Exercise objective: In the Oceanpine Capital profile below, transcribe everything from "The change of" down to "prevailing policy direction.".

Selected passage:
┌────────

GP profile: China’s Oceanpine Capital repositions for buyouts
The Chinese private equity firm put its fundraising plans on hold to focus on generating returns from the existing portfolio and lay the ground for more specialist and control-oriented strategies
Oceanpine Capital tapped external investors for the first time when raising its second fund in the shadow of the COVID-19 pandemic in 2020. The China-based technology and healthcare investor’s debut fund of USD 300m was sourced solely from its founder, serial entrepreneur Dave Chenn.
Fund II closed on USD 400m, with a 30% GP commitment and contributions from multiple institutional LPs. Oceanpine mapped out a step-up in size and specialisation for 2023, planning a third fund of USD 600m focused on green technology and with a deeper global LP base. However, the fundraise remains in “soft marketing” mode, with Chenn citing challenging market conditions.
The firm has also completed an about-turn in its renminbi-denominated fund business. Two government-linked fund-of-funds had approved commitments to funds with an intended scale of CNY 2bn (USD 280m) and CNY 500m, respectively. On the cusp of signing, Oceanpine pulled out.
“There are certain things we would do and would not do. Following careful consideration, we decided to slow down the pace of fundraising pace and focus on portfolio management,” Chenn explained. “At the same time, we have resolved to change our strategy to focus on control transactions and emphasise industry consolidation.”
The change of pace is notable, given Oceanpine’s rapid ascent from zero assets under management (AUM) to approximately USD 3.5bn in the space of five years. The strategic shift, however, could be seen as Chenn once again aligning himself with prevailing policy direction.
Oceanpine was conceived to participate in China’s industrial transformation, formalising Chenn’s longstanding interest in technology and providing expansion capital to fast-growing start-ups. Oceanpine 2.0 will invest across a narrower set of sub-sectors and look to play a more meaningful role in the operations of portfolio companies facing a different macroeconomic reality.
Chenn is arguably best known as the founder of China Century Group. Established in Beijing in 2005, the company has evolved into a multinational with exposure to energy, healthcare, technology, automotive components. Its footprint spans China, the US, and Southeast Asia.

└────────

Dataset content:
┌────────

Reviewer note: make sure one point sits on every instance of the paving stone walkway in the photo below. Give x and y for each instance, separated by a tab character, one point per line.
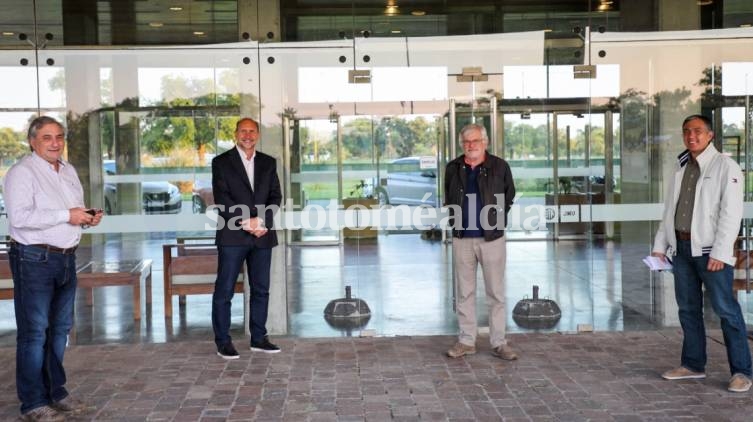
560	377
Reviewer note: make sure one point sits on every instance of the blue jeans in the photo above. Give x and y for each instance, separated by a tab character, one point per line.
44	288
690	273
229	262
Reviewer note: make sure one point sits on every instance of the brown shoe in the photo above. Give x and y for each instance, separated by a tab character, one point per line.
69	405
505	352
682	373
739	383
460	349
43	414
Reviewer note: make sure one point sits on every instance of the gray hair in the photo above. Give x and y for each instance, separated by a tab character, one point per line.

└────────

Expected output:
The change of pace is notable, given Oceanpine’s rapid ascent from zero assets under management (AUM) to approximately USD 3.5bn in the space of five years. The strategic shift, however, could be seen as Chenn once again aligning himself with prevailing policy direction.